— Data excerpts —
━━━━━━━━

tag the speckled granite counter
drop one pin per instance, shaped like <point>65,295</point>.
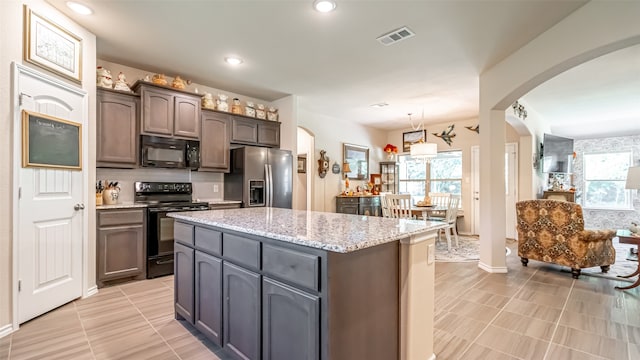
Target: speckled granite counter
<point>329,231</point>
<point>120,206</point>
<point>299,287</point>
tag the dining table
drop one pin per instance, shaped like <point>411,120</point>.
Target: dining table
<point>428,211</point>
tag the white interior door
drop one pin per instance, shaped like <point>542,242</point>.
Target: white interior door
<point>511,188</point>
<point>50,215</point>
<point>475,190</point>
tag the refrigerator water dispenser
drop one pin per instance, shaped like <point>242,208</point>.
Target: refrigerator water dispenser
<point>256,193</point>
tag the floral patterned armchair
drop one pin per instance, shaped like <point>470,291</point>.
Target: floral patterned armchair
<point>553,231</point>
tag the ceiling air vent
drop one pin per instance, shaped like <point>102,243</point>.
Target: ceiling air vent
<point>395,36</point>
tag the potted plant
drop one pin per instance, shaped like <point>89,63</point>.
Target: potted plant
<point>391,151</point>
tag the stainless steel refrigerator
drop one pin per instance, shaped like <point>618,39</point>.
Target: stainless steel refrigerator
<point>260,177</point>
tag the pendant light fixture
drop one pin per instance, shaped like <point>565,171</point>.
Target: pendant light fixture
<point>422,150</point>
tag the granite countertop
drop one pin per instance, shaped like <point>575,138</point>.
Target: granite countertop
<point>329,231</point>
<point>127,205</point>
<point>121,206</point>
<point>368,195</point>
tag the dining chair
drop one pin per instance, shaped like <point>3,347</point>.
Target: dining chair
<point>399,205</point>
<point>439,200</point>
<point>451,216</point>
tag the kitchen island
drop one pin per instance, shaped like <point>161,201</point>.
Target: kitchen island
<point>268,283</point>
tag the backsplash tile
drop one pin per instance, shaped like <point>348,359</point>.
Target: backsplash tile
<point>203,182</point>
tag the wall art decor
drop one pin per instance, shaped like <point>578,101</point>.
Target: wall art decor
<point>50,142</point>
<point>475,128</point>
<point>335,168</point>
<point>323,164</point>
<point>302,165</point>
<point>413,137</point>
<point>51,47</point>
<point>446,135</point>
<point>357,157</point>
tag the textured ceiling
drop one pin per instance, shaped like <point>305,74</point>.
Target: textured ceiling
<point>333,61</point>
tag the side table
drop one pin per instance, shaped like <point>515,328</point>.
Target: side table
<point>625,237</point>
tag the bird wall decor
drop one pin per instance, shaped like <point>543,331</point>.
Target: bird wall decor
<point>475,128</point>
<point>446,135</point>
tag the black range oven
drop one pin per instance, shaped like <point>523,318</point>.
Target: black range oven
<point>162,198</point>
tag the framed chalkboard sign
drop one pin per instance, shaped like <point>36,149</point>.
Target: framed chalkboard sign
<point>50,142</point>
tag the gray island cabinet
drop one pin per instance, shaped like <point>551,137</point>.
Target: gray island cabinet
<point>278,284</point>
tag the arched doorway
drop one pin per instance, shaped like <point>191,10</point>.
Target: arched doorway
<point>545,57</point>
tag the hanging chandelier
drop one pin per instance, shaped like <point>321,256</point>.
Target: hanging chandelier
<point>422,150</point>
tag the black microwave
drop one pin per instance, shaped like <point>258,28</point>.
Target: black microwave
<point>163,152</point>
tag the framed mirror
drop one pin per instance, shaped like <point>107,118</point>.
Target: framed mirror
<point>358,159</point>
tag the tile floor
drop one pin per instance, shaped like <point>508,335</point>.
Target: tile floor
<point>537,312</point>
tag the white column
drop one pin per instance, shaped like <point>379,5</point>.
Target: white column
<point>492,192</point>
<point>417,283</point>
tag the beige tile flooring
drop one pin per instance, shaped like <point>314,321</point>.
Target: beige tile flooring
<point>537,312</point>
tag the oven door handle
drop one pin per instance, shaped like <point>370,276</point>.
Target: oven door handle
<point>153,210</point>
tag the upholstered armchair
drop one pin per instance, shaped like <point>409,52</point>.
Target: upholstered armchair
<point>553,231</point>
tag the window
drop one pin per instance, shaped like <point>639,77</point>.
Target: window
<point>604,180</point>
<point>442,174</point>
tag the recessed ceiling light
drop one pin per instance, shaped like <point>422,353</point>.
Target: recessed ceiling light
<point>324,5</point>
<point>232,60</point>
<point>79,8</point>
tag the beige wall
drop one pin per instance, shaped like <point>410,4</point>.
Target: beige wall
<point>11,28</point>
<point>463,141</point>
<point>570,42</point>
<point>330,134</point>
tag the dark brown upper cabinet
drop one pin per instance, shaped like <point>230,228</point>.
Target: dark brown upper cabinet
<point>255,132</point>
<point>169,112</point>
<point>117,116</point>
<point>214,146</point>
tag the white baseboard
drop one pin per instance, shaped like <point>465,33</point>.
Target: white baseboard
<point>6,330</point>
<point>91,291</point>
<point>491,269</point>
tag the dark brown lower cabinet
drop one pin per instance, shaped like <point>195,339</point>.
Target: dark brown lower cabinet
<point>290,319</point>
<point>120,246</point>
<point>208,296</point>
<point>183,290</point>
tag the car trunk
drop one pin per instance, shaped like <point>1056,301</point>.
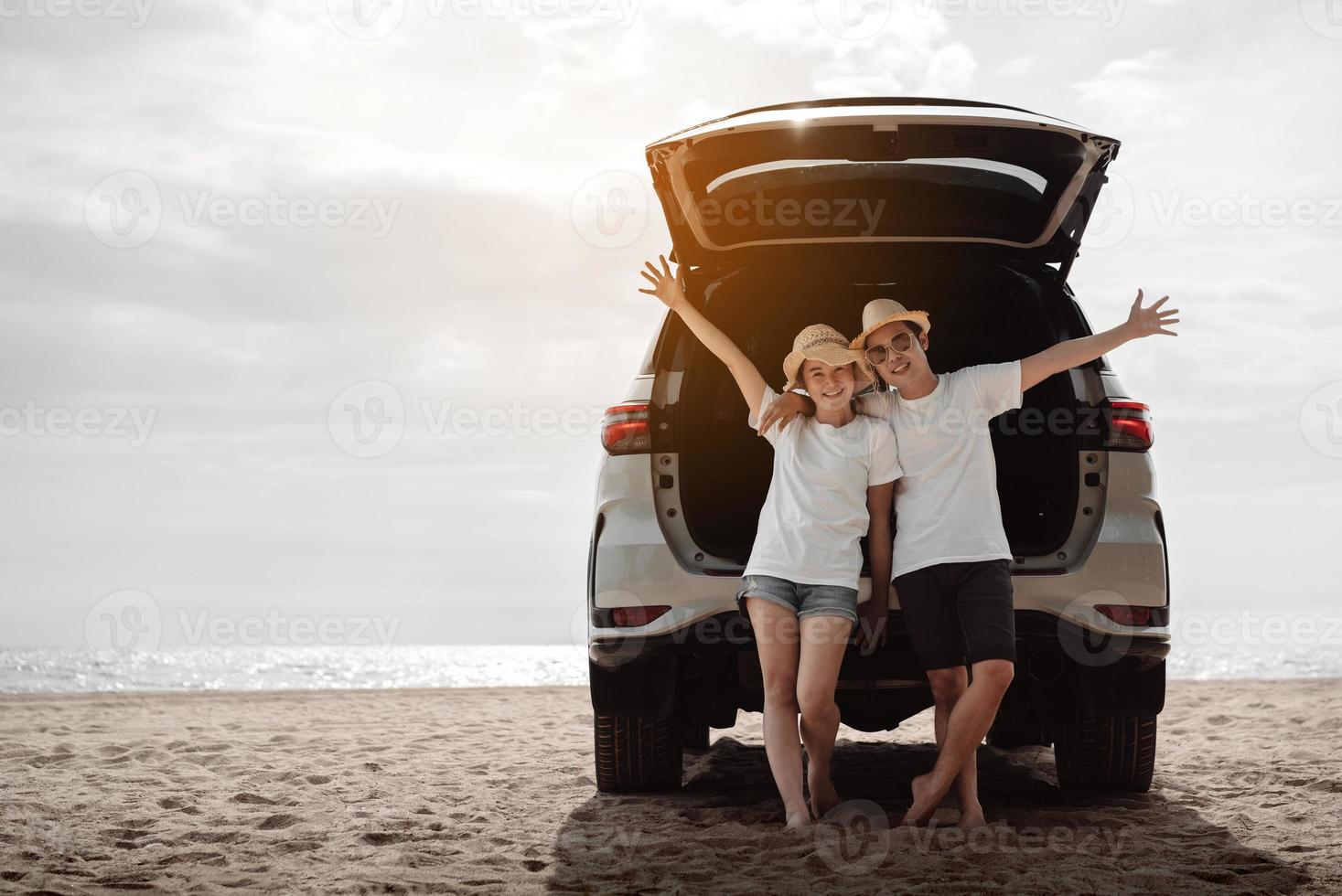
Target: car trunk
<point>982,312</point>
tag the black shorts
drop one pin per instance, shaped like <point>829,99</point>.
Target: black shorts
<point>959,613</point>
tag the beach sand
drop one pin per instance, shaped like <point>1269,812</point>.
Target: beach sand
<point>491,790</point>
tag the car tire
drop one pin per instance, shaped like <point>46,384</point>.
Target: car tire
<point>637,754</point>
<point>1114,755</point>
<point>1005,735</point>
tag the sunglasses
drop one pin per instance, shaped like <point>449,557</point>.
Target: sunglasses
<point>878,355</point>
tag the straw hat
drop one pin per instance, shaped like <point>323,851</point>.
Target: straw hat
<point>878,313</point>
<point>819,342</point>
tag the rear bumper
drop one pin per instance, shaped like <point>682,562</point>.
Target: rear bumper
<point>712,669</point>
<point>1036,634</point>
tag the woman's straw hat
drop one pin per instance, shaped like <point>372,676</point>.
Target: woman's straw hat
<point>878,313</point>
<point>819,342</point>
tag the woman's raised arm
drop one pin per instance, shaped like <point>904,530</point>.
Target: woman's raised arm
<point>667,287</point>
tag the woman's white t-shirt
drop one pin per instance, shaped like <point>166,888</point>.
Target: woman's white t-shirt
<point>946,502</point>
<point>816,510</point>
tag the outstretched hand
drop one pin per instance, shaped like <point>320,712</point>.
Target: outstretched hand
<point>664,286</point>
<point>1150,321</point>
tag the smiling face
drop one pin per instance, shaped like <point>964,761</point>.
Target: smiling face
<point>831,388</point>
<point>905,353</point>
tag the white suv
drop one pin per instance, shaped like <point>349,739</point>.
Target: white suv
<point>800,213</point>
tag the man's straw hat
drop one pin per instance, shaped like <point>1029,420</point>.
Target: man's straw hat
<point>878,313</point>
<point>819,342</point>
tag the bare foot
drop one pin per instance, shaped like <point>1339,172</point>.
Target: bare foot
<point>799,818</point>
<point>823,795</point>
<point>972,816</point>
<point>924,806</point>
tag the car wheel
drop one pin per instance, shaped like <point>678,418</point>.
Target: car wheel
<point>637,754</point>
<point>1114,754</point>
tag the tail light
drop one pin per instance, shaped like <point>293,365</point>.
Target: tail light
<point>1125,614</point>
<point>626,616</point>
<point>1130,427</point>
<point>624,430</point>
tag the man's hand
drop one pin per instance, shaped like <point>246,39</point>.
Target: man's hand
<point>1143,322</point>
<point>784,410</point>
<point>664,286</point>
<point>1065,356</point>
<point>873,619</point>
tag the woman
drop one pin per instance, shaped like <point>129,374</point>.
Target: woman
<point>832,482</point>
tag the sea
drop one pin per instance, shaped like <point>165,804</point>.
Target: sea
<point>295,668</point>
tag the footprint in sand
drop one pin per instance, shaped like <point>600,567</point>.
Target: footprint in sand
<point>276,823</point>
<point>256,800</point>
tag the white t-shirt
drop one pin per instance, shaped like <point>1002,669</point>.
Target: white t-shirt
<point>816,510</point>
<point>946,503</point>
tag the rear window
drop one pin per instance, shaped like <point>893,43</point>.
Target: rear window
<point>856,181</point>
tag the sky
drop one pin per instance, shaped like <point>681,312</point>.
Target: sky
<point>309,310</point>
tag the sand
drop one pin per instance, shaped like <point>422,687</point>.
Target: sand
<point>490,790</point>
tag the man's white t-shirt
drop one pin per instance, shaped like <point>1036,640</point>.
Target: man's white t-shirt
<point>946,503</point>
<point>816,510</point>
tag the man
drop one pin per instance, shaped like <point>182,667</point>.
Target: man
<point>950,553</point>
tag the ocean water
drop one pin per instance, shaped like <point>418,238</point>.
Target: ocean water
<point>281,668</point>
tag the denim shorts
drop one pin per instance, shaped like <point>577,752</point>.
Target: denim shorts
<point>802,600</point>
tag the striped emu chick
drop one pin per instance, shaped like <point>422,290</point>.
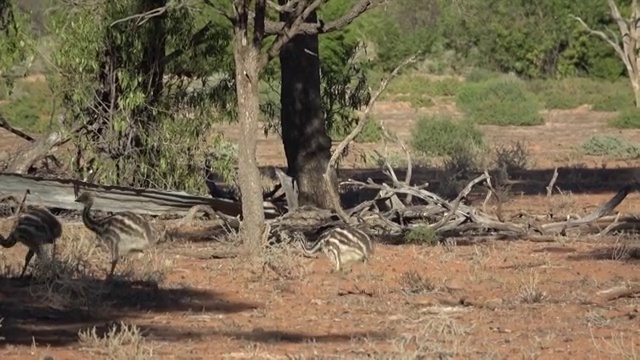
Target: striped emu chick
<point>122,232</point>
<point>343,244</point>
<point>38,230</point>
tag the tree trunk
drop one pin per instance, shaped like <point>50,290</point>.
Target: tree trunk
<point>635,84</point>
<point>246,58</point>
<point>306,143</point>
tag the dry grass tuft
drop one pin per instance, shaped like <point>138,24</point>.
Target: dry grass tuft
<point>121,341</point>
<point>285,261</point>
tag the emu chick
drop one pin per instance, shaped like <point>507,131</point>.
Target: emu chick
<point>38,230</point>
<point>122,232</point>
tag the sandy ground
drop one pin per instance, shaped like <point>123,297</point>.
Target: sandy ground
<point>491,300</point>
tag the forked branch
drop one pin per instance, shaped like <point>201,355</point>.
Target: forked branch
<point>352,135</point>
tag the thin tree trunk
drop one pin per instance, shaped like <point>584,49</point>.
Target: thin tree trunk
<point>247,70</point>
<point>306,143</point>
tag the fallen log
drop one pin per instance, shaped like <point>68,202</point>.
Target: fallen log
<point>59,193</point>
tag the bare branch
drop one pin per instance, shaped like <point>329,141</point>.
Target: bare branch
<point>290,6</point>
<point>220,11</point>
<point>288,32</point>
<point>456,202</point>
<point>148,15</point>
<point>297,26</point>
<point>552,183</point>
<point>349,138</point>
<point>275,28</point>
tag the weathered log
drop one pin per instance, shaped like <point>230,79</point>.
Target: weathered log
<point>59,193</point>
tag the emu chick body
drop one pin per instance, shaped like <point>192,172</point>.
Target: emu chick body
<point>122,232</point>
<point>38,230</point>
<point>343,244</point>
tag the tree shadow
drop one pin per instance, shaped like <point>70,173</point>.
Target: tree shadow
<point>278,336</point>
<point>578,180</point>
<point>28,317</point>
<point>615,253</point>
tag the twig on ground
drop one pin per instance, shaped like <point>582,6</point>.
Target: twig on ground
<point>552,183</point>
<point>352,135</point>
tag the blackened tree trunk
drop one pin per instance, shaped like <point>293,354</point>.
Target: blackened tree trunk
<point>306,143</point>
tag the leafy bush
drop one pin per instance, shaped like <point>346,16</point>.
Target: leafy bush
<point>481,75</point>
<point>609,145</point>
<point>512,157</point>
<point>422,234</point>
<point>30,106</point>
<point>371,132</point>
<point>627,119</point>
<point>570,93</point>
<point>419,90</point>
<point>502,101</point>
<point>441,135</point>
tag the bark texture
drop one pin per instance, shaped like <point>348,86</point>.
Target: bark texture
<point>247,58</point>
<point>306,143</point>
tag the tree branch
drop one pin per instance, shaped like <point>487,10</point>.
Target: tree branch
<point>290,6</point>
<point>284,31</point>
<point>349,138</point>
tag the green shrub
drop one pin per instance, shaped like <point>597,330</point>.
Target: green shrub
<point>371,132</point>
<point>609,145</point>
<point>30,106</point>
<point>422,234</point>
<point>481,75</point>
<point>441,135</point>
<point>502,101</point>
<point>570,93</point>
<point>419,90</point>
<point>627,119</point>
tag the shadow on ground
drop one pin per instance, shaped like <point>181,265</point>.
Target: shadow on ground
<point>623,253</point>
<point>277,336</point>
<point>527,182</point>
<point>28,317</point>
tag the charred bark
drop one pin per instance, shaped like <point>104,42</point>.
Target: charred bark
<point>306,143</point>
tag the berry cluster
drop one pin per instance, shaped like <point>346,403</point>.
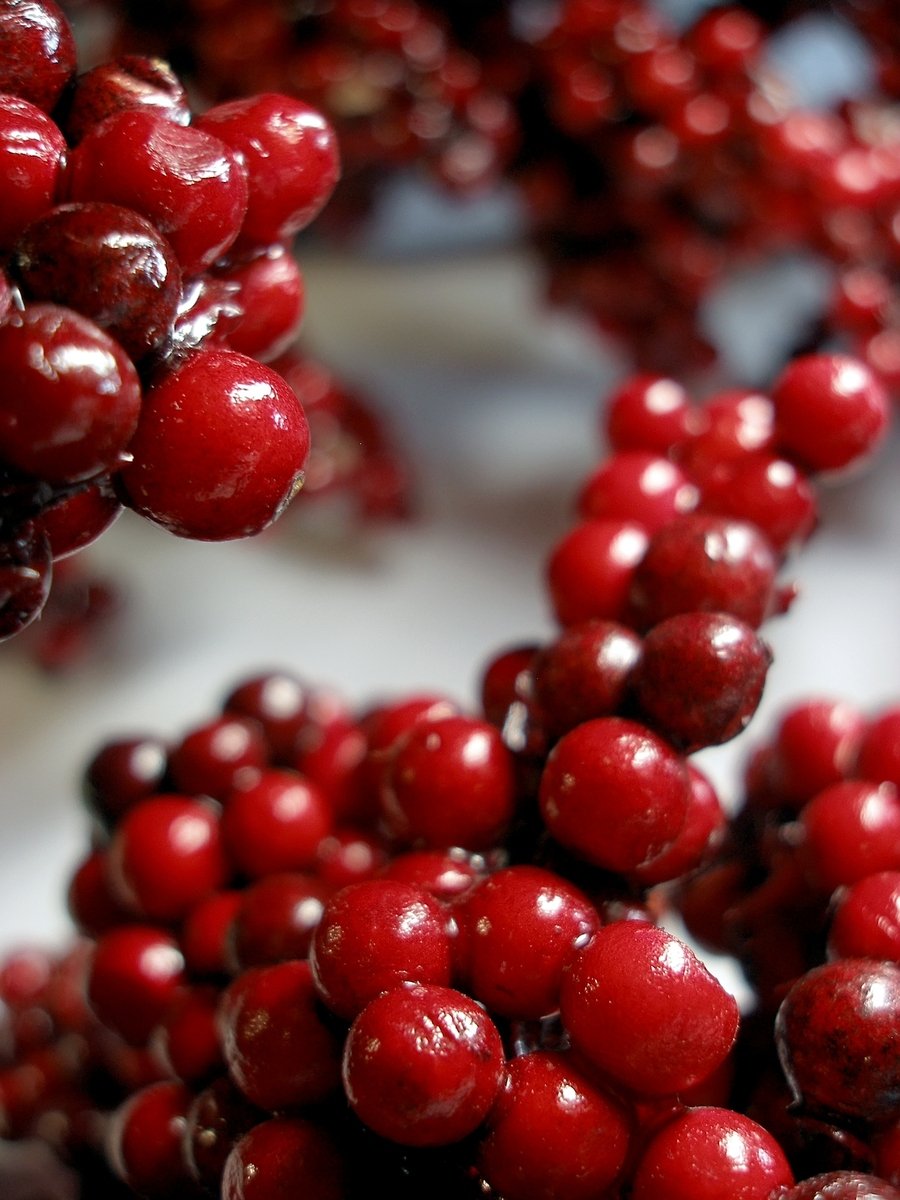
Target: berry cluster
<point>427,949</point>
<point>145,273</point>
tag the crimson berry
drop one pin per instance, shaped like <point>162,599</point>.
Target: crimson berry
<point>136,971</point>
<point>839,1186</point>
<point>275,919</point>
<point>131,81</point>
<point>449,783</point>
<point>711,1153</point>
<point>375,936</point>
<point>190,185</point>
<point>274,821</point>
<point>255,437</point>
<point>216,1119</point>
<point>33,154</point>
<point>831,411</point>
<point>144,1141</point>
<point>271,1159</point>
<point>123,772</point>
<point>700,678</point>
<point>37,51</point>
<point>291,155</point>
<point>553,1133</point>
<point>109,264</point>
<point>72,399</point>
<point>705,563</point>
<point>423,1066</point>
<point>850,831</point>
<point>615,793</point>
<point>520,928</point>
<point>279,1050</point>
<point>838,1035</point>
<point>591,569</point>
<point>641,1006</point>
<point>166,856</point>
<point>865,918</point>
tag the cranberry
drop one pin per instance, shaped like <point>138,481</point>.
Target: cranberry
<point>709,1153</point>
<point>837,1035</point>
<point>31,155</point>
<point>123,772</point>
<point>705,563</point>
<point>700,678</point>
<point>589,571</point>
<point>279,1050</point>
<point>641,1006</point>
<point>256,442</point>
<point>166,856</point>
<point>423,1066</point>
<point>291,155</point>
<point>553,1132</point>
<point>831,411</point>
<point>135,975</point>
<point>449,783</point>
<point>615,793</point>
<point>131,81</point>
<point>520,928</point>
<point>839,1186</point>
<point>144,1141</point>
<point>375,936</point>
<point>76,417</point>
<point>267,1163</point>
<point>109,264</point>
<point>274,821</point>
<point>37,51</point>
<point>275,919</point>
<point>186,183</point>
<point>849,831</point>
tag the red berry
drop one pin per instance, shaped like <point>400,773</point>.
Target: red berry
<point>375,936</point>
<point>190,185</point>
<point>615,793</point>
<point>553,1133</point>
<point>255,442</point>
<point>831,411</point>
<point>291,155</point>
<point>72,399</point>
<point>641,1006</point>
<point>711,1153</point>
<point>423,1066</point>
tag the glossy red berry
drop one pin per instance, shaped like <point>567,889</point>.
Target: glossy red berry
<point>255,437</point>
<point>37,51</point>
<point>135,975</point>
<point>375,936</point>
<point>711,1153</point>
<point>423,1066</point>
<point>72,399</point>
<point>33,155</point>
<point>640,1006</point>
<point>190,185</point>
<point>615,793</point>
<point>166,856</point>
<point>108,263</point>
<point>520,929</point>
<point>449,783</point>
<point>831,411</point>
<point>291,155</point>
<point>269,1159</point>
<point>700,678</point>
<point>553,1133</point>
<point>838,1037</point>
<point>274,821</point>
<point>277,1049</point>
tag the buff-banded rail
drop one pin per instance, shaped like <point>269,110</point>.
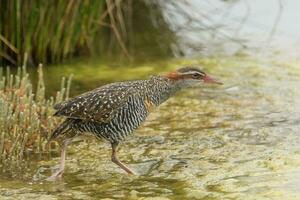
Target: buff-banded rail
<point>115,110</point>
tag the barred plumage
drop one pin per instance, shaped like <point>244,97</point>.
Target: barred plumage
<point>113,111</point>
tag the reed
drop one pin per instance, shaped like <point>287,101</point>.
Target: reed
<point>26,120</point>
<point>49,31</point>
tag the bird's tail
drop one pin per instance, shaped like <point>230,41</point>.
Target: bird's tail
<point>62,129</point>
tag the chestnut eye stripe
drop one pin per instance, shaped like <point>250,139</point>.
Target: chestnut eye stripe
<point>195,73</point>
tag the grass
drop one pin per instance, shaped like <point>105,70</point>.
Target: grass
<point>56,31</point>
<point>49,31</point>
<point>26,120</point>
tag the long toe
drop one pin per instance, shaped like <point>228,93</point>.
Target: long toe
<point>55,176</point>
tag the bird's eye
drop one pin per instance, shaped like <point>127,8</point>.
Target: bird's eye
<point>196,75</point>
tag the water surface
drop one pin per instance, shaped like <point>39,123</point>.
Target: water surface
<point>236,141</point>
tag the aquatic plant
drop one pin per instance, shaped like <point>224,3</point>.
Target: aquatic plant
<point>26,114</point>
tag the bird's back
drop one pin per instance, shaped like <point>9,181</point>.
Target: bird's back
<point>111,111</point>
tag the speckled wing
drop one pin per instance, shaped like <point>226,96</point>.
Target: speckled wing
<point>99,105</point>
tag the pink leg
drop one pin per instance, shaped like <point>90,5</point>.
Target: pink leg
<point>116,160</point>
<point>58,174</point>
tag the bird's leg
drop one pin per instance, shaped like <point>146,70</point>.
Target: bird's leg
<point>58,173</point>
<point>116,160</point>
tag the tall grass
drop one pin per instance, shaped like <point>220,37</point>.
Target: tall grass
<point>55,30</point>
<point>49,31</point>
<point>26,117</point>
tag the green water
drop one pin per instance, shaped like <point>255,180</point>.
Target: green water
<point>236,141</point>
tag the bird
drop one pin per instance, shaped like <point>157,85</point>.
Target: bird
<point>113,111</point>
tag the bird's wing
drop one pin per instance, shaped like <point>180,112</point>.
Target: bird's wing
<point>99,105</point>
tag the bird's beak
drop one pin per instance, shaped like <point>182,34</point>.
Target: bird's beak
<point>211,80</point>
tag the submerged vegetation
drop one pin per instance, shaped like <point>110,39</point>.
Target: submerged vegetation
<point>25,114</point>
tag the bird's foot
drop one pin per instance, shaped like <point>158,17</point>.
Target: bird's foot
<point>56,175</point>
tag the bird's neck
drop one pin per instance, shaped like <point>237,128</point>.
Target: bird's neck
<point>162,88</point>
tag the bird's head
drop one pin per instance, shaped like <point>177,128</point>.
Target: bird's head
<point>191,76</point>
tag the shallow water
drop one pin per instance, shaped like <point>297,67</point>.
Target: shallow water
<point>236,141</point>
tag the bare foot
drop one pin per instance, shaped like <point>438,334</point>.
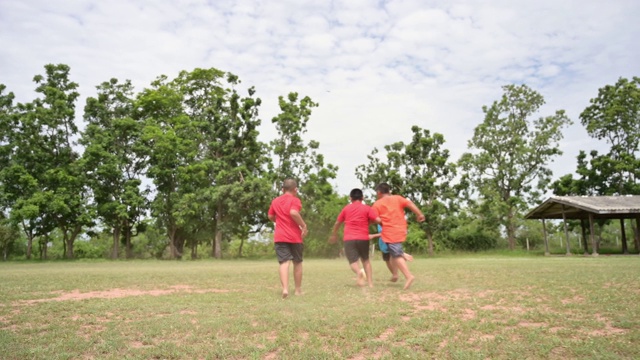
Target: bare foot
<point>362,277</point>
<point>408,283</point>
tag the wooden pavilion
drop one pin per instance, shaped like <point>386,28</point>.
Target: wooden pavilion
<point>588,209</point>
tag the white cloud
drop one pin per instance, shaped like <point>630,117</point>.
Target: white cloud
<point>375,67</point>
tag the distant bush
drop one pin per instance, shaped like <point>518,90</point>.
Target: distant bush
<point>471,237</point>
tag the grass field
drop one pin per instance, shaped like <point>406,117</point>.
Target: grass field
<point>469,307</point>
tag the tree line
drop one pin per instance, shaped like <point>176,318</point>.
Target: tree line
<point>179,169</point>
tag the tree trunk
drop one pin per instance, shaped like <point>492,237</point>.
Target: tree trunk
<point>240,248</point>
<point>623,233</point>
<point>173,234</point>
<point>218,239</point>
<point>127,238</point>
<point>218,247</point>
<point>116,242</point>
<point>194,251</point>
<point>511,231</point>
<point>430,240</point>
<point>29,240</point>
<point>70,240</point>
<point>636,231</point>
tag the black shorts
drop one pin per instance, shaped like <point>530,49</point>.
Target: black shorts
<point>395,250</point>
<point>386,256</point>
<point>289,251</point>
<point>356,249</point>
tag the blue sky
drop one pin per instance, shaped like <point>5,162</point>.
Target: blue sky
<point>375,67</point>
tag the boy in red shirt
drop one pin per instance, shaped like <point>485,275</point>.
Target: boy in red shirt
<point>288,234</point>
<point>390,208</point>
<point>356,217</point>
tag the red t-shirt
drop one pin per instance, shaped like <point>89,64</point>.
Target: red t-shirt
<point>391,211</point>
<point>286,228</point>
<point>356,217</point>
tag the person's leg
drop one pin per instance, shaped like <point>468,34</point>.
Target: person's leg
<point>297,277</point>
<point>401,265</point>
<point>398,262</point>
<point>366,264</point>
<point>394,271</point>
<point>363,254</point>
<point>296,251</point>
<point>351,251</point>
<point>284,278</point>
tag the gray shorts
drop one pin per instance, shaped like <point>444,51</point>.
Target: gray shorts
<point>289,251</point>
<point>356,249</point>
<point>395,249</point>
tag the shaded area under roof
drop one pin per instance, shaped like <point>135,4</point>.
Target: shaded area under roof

━━━━━━━━

— Exercise instructions —
Retype the portion of the data above that starts on the line with "tag the straw hat" and finishes on the line with "drop one pin per instance, shaped like <point>904,530</point>.", including both of those lines.

— Solution below —
tag the straw hat
drop one pin per instance, shaped like <point>323,851</point>.
Target: straw hat
<point>878,313</point>
<point>819,342</point>
tag the rear bumper
drop one pin per instance, shaped like <point>682,562</point>.
Target: rear bumper
<point>712,669</point>
<point>1036,634</point>
tag the woman's straw hat
drop one pin per instance, shaped like <point>372,676</point>.
Target: woman's straw hat
<point>878,313</point>
<point>819,342</point>
tag the woman's raised arm
drop one pin per instance, shaped like <point>904,530</point>.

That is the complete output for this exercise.